### [WHAT TO WORK ON]
Write out, word for word, only the data from its first line to the line containing "Target: female athlete landing in sand".

### [DATA PROVIDED]

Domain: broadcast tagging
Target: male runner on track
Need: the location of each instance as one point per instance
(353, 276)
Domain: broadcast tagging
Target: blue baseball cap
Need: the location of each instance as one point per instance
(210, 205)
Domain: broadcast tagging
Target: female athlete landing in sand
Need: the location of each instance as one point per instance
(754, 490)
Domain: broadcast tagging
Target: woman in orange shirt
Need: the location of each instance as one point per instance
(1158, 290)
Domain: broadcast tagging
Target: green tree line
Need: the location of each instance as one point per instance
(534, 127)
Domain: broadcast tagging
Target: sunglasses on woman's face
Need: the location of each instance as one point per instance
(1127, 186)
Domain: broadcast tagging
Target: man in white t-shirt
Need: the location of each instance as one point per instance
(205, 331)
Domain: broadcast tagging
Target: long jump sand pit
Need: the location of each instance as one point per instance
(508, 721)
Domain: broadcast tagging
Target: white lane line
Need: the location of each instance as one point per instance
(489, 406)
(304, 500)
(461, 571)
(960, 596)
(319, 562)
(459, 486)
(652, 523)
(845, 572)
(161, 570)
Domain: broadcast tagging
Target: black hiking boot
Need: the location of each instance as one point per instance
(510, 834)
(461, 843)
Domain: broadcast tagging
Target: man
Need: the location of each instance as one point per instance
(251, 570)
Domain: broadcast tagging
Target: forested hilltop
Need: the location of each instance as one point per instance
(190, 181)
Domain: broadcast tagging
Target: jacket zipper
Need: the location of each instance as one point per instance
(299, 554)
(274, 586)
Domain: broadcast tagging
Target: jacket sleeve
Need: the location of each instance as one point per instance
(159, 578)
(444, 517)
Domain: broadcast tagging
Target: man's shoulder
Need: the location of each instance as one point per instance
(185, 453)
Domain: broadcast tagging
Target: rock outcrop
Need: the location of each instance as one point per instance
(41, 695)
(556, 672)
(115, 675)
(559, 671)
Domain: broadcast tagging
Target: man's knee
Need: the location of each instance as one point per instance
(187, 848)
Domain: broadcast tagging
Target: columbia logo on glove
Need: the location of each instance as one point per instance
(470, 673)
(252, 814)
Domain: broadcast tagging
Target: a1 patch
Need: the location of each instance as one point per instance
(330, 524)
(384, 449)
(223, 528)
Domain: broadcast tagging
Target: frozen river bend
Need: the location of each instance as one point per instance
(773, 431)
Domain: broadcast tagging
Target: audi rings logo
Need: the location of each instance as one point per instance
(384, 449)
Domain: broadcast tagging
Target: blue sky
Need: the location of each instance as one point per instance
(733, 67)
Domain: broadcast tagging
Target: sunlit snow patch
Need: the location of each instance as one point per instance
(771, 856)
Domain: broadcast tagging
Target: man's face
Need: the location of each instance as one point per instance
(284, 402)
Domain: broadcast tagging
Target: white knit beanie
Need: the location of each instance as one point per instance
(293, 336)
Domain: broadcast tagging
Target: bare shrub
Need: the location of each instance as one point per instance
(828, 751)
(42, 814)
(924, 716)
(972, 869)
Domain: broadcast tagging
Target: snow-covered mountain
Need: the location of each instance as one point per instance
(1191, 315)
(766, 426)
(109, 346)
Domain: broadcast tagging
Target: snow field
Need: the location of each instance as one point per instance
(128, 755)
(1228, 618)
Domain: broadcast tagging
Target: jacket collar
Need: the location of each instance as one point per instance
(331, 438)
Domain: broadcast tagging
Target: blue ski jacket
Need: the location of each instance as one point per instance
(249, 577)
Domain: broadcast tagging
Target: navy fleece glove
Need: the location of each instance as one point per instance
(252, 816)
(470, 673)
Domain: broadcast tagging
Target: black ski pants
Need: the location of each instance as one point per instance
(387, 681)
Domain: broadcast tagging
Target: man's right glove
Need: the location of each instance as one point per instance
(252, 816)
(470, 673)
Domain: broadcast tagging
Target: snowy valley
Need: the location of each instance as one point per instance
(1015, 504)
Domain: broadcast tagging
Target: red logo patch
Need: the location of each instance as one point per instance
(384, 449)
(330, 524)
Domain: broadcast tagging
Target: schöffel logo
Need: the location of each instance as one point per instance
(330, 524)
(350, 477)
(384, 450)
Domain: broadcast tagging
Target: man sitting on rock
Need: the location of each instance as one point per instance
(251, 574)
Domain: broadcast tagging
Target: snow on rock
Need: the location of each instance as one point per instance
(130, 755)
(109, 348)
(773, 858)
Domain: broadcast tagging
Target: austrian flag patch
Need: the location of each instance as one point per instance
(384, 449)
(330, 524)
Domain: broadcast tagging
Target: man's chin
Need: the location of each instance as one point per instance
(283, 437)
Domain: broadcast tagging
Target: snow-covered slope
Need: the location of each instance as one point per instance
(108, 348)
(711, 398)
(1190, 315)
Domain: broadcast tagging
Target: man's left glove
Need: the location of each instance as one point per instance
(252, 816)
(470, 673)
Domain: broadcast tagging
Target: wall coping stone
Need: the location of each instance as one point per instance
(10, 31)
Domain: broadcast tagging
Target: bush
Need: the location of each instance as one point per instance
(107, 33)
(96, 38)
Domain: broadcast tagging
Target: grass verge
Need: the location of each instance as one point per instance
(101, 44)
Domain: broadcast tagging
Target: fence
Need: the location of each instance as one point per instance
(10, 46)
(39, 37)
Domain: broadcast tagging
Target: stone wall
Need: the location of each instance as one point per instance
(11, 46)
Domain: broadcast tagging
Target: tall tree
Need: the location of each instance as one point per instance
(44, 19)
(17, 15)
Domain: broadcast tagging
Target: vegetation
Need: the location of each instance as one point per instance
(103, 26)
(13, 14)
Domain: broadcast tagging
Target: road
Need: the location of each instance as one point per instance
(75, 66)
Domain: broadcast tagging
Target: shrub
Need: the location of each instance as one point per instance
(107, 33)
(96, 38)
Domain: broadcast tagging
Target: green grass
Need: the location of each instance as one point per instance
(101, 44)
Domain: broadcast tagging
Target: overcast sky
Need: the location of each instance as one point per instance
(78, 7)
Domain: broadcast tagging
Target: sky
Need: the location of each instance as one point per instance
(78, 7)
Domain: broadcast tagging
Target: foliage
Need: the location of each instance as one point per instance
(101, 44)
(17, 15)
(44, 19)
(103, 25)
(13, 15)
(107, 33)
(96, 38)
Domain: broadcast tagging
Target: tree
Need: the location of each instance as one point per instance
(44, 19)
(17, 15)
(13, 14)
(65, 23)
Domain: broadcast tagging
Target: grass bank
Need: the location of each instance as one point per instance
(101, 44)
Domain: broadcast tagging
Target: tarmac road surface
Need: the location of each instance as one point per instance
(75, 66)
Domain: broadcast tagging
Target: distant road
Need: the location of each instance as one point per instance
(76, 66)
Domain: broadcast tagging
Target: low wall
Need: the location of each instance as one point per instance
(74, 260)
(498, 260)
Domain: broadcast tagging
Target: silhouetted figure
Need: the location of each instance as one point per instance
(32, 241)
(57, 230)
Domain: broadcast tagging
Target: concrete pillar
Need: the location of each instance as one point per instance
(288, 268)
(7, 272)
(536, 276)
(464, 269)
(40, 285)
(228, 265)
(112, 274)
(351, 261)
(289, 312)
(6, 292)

### [TASK OUTPUT]
Domain: broadcast tagging
Target: male runner on track
Need: the location of each instance as one point per instance
(353, 276)
Domain: broadcast tagging
Target: blue baseball cap
Need: the location of each instance as one point per instance
(210, 205)
Domain: broadcast tagging
Target: female athlete landing in sand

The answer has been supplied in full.